* BEGIN Extracted data *
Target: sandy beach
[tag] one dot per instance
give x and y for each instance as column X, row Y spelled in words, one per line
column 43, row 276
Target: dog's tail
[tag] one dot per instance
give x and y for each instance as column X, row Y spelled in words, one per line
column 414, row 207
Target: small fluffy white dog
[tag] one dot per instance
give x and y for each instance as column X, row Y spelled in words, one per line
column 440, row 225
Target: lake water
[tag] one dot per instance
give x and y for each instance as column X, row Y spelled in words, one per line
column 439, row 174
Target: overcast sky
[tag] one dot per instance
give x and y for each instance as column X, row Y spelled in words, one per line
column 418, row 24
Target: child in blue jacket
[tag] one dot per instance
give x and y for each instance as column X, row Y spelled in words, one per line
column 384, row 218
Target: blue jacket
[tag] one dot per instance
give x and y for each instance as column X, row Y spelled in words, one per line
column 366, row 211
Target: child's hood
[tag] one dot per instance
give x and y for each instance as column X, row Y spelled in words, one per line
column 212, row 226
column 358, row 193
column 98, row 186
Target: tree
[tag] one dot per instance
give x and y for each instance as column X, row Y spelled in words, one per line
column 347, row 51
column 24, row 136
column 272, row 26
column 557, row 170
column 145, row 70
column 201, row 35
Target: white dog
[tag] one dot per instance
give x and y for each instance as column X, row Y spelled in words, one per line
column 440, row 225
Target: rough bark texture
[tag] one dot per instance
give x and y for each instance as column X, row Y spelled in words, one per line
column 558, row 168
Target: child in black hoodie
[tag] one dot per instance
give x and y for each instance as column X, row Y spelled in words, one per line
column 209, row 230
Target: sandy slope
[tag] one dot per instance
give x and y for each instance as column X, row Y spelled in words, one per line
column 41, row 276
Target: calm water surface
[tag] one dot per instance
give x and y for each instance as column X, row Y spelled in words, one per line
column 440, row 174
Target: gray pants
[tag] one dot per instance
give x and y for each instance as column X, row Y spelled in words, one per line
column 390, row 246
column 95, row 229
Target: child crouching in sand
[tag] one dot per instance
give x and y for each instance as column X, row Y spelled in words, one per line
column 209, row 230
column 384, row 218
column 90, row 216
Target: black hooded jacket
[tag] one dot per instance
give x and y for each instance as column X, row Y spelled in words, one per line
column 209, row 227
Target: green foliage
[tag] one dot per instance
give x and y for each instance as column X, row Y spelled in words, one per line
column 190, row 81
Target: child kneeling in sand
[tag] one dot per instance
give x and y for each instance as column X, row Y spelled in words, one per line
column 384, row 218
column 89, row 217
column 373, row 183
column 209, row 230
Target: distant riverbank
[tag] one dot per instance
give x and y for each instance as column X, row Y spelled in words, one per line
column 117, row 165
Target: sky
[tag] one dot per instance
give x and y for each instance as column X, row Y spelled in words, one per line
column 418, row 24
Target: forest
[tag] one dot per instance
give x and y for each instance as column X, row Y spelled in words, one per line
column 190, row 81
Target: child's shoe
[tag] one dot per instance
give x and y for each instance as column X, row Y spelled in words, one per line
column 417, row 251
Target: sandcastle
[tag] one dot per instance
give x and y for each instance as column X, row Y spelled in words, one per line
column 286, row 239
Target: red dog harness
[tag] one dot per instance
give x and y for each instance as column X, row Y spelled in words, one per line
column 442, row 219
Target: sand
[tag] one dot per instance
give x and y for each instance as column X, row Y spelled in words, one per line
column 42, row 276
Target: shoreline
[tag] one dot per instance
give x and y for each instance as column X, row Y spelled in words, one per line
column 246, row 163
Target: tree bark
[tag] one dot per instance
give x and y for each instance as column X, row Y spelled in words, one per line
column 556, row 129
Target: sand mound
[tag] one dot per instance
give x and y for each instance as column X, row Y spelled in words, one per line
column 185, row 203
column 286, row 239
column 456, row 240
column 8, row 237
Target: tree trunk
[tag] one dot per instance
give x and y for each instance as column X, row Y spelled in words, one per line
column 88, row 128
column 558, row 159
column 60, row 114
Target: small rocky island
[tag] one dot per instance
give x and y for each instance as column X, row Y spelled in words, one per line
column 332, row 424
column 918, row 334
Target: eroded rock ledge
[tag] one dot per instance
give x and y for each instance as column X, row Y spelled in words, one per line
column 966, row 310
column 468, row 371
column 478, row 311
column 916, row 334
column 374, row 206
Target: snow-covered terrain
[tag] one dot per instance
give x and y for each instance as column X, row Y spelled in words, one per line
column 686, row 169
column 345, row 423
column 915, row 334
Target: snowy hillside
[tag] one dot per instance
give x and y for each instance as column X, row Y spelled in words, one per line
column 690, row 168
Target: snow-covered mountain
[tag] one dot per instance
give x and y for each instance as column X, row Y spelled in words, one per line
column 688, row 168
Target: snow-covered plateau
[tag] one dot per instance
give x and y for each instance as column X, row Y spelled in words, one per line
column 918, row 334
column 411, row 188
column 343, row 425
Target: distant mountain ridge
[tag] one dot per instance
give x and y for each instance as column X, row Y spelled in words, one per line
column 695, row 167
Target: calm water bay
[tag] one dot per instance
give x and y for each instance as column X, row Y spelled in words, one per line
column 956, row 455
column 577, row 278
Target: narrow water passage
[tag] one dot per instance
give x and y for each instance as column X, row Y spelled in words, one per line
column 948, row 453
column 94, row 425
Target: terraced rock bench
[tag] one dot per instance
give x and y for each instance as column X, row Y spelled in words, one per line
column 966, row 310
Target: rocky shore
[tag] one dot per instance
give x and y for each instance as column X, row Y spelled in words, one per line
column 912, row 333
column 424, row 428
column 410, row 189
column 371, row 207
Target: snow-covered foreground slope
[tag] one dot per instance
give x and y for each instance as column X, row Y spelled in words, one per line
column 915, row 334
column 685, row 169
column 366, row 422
* END Extracted data *
## The task:
Retype every row above verbatim, keeping each line in its original order.

## Solution:
Target: sandy beach
[tag] one dot per instance
give x and y for each instance as column X, row Y spelled in words, one per line
column 43, row 276
Target: dog's tail
[tag] one dot per instance
give x and y for each instance as column X, row Y spelled in words, one per line
column 414, row 207
Target: small fluffy white dog
[tag] one dot per instance
give x and y for each instance as column X, row Y spelled in words, one per line
column 440, row 225
Target: lake water
[tag] one dot per instance
give x and y for each instance as column X, row Y spelled in words, one per line
column 439, row 174
Target: overcast sky
[tag] one dot per instance
give x and y for each instance as column X, row Y spelled in words, one per line
column 418, row 24
Target: child in blue jacket
[tag] one dot per instance
give x and y for each instance as column X, row Y spelled in words, one per line
column 384, row 218
Target: blue jacket
[tag] one dot per instance
give x and y for each instance as column X, row Y spelled in words, one per line
column 366, row 211
Target: child's hood
[tag] one dot per instance
give x and y for each instance as column X, row Y spelled in words, one per line
column 212, row 226
column 358, row 193
column 98, row 186
Target: tree
[tag] one dot per instance
give x and y for each instance as column X, row Y spelled in words, one per line
column 347, row 51
column 24, row 136
column 272, row 26
column 557, row 170
column 145, row 70
column 201, row 35
Target: white dog
[tag] one dot per instance
give x and y for each instance as column X, row Y spelled in words, one per line
column 440, row 225
Target: rough bark texture
[tag] one dot per instance
give x and y for each instance as column X, row Y spelled in words, one per line
column 558, row 168
Target: child in black hoodie
[tag] one dot per instance
give x and y for each instance as column X, row Y spelled in words, one per line
column 209, row 230
Target: sandy slope
[tag] one dot per instance
give x and y for each instance as column X, row Y spelled in words, one per line
column 41, row 276
Target: calm water surface
[tag] one dot per instance
give x and y for each instance as column X, row Y spelled in words, one per line
column 440, row 174
Target: gray pants
[tag] one dot per instance
give x and y for each instance as column X, row Y spelled in words, one per line
column 390, row 246
column 95, row 229
Target: child crouching in sand
[tag] one dot per instance
give x and y for each instance as column X, row Y spelled in words, one per line
column 209, row 230
column 384, row 218
column 90, row 216
Target: black hooded jacket
[tag] one dot per instance
give x and y for each instance as column X, row Y spelled in words, one per line
column 209, row 227
Target: green foliage
[tag] one dot per instance
give x and y for each instance as column X, row Y spelled in words, one per line
column 190, row 81
Target: child kneeling in sand
[tag] one dot per instance
give x and y for each instance as column X, row Y spelled in words, one per line
column 384, row 218
column 89, row 217
column 373, row 183
column 209, row 230
Target: distant riverbank
[tag] one dot per instance
give x and y for each instance as column X, row Y spelled in words, one per line
column 117, row 165
Target: sky
[tag] one dot per instance
give x and y for each instance as column X, row Y spelled in words, one per line
column 418, row 24
Target: forest
[tag] one dot per instance
give x and y for each instance as column X, row Y spelled in words, one per line
column 190, row 81
Target: child's shoe
[tag] one dot per instance
give x and y for each instance as column X, row Y spelled in words, one per line
column 417, row 251
Target: sandcastle
[tag] one dot per instance
give x and y for each instance as column X, row Y spelled in words, one per line
column 286, row 239
Target: red dog harness
[tag] one dot per instance
give x and y for each instance as column X, row Y spelled in words, one per line
column 442, row 219
Target: sand
[tag] one dot per instance
give x and y for each instance as column X, row Y spelled in words, one per line
column 42, row 276
Target: shoreline
[tag] one dot per instance
give x and y for each instance as column X, row Y spelled in words, one per line
column 246, row 163
Target: tree bark
[tag] one dot per instance
give x and y for each instance as column X, row Y spelled in words, one per line
column 556, row 129
Target: sand mound
[tag] one dot per instance
give x and y for each instance as column X, row Y spelled in words, one per line
column 185, row 203
column 286, row 239
column 456, row 240
column 8, row 237
Target: tree trunk
[tag] one dot per instance
give x and y for each instance as column X, row Y spelled in words, one per line
column 88, row 128
column 558, row 159
column 60, row 114
Target: small rocky island
[tag] one dot per instance
give x and y for each instance as column X, row Y spelled in words, one per line
column 332, row 424
column 918, row 334
Target: eroded rock ledge
[tag] one dot per instance
give x and y for each instance as column X, row Y spelled in words, one per line
column 966, row 310
column 468, row 371
column 478, row 311
column 916, row 334
column 374, row 206
Target: snow-covered terrain
[tag] one dot per instance
give x and y for each instance as column X, row Y spelled in words, one per line
column 686, row 169
column 345, row 423
column 915, row 334
Target: snowy hillside
[tag] one dot per instance
give x and y for each instance as column X, row Y spelled in words, one per line
column 690, row 168
Target: snow-covered mountain
[tag] one dot per instance
give x and y for each instance as column X, row Y spelled in words, one per line
column 688, row 168
Target: snow-covered plateau
[tag] one dot per instance
give x and y for each instance as column X, row Y spelled in words, one per line
column 918, row 334
column 411, row 188
column 343, row 425
Target: distant mountain ridge
[tag] one dot per instance
give x and y for each instance as column X, row Y spelled in words, one per line
column 695, row 167
Target: calm water bay
[tag] one dot per instance
give x and y for each instance as column X, row Y spelled in words, one per line
column 956, row 455
column 577, row 278
Target: narrow water passage
[tag] one dot per instance
give x and y for each instance as column X, row Y spelled in words, one per line
column 948, row 453
column 94, row 425
Target: terraced rock bench
[tag] one dot per instance
give x and y for each instance as column X, row Y spelled in words, one per line
column 966, row 310
Target: rocky shore
[tag] one dot per instance
give x and y for each instance as column X, row Y spelled in words, one per line
column 912, row 333
column 424, row 428
column 410, row 189
column 371, row 207
Target: snow-covered foreground slope
[tag] one dot per instance
give x and y for each instance as column X, row Y spelled in words, one per line
column 915, row 334
column 685, row 169
column 366, row 422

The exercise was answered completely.